Text for analysis.

----------------------------------------

MATH5175 Special Topic Applied - Infectious Disease Modelling

MATH5175 is a Special Topic in Applied Mathematics course for Honours and Postgraduate Coursework students. The topic for Semester 2, 2016 is Infectious Disease Modelling. See the course overview below.

Units of credit: 6


Cycle of offering: Topics rotate; Term 1 in Trimester.

Graduate attributes: The course will enhance your research, inquiry and analytical thinking abilities.

More information: Course outline (pdf)

The Online Handbook entry contains information about the course. (The timetable is only up-to-date if the course is being offered this year.)

If you are currently enrolled in MATH5175, you can log into UNSW Moodle for this course.

Course Overview

Infectious diseases are of increasing concern to society especially as the world becomes more connected. SARS, Ebola and more recently MERS have impacted the communities directly in which they arose, but have also concerned governments and communities elsewhere who fear cases being established in their own regions. More established epidemics such as HIV and malaria cause millions of deaths annually and large efforts are being expended by world health organizations and governments.

----------------------------------------

Brief A. According to the MATH5175 course page, how many units of credit is the course worth?
Brief B. Write the next few sentences of the course overview on the MATH5175 course page, picking up after its last sentence.

Given material.

----------------------------------------

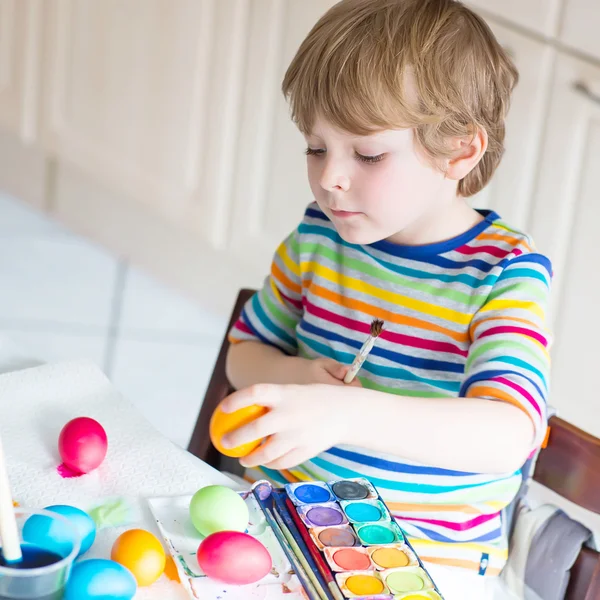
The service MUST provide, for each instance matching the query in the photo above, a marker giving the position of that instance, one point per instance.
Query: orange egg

----------------------------------------

Written answer A. 6

Written answer B.
How infectious are these and other diseases? Will an outbreak of a new disease lead to an epidemic? If so how much of the population will be affected? Will quarantining people diagnosed with infection be effective? For established epidemics such as HIV what impact will a new intervention have? These and other questions highlight the dynamic nature of infectious disease epidemiology and increasingly mathematicians are tasked the job of answering them. In this course we will cover the basics of epidemiology, their dynamics, and how to address these questions. This will be done in the context of a number of diseases including HIV, hepatitis B virus, human papilloma virus and influenza. No prior biology background will be required. Outside experts who advise policy on a number of these infections will contribute to the course.